- _Description of the task_
Copy out the whole listing exactly as given. Skip the pictures.

--

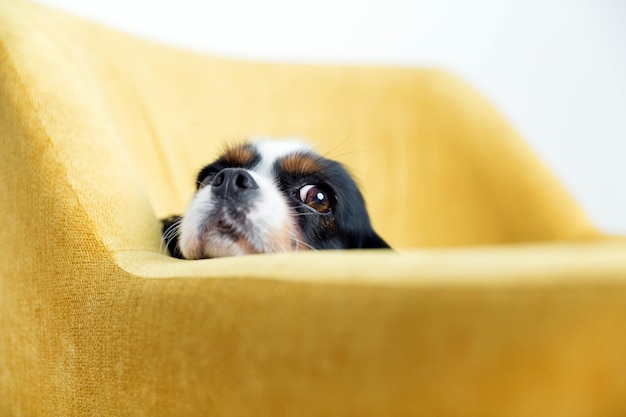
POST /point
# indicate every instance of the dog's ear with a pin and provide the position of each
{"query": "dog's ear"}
(372, 241)
(170, 229)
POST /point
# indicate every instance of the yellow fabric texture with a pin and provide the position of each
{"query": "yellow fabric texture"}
(503, 299)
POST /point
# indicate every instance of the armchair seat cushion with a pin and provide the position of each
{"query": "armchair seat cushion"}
(501, 298)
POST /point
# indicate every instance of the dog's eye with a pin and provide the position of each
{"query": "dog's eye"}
(208, 180)
(315, 197)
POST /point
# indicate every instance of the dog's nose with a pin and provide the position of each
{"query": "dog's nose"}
(232, 181)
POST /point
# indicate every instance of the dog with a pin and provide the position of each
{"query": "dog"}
(269, 196)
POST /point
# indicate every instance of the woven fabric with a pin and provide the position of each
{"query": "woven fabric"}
(502, 300)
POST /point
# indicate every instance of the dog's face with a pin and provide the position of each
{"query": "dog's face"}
(271, 196)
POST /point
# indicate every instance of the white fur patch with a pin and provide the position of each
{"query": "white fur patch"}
(272, 150)
(268, 226)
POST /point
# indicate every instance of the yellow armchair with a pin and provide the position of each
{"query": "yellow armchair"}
(502, 300)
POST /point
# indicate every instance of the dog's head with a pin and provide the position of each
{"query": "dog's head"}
(271, 196)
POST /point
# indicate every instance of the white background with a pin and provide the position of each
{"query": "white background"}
(555, 68)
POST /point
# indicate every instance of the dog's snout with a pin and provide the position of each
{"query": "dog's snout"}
(232, 181)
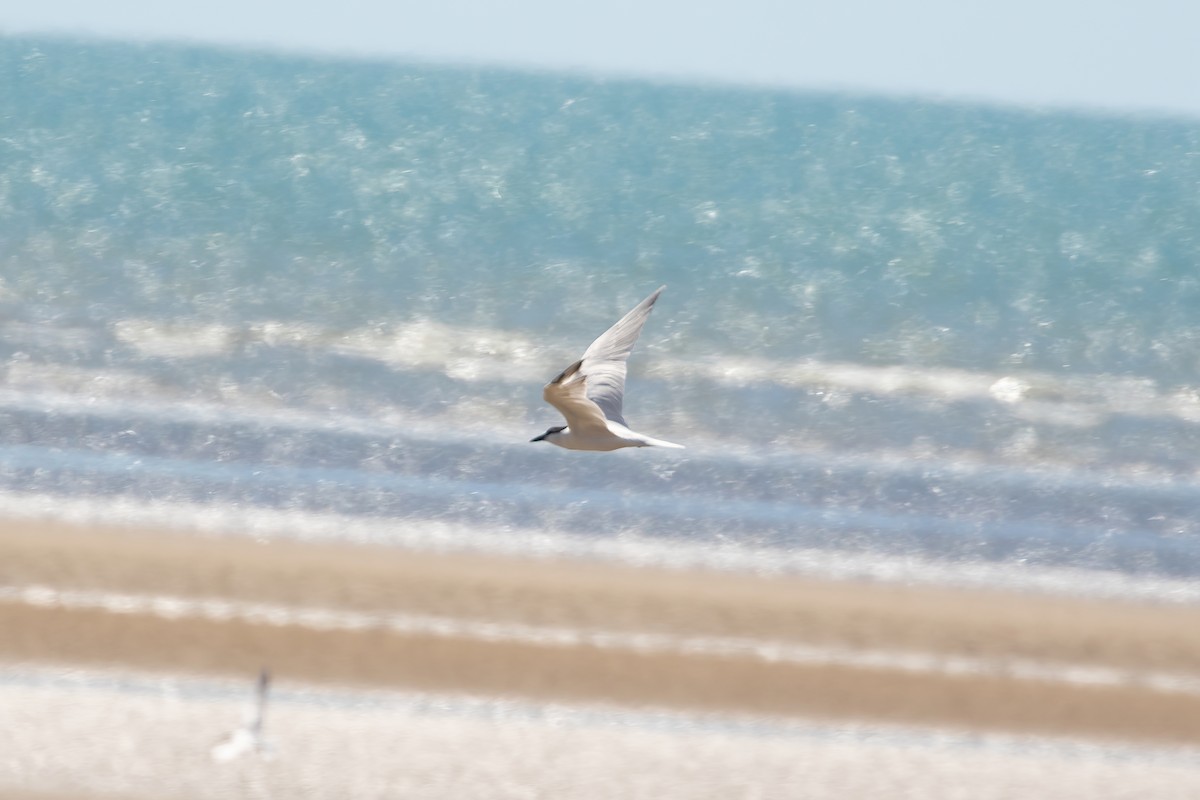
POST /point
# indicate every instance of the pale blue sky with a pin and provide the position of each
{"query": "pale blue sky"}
(1123, 55)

--

- _Result_
POST /point
# indicate every instance of the dog's ear with a pin and provide the position of each
{"query": "dog's ear"}
(372, 241)
(170, 229)
POST /point
# indicate every instance of the yellow fabric texture with a pin and provide the position of each
{"query": "yellow fabric texture"}
(503, 299)
POST /point
# indicate every instance of the armchair seat cushion with a pin and provide the position of each
{"query": "armchair seat cushion"}
(501, 298)
POST /point
# indicate every instance of the dog's eye with a pin and provide the position of each
{"query": "dog's eye"}
(208, 180)
(315, 197)
POST /point
# indicate every instance of the dog's nose with a pin and provide the position of each
{"query": "dog's nose"}
(232, 181)
POST /point
# indicate every instance of the dog with a pin and provide the position of each
{"query": "dog"}
(269, 196)
POST /point
# indicate every instance of the woven fabric with a pin and provide the position of each
{"query": "woven fabric"}
(502, 300)
POST /point
# indicate every instance of the dog's face with a pin and provide the position of each
{"query": "dog's face"}
(271, 196)
POST /point
# indicate every instance of the white fur patch with a pin and provide the position of each
{"query": "white fur patch"}
(272, 150)
(268, 226)
POST /point
# indicate every instance of the yellow armchair with a pin and provide the position of each
{"query": "yellow armchair"}
(502, 300)
POST /point
# indicate every instance of the dog's head with a pin and provide the position of each
{"query": "dog's head"}
(271, 196)
POST /point
# indicate every instance of the white background with a pin and provide the position of each
{"query": "white background"}
(555, 68)
POST /point
# indicate every instance of the dog's snout with a pin and provide the position of each
{"query": "dog's snout"}
(232, 181)
POST /point
# indicate every instance of the pale blue sky with a pin and provide the position of each
{"query": "pale blue sky"}
(1123, 55)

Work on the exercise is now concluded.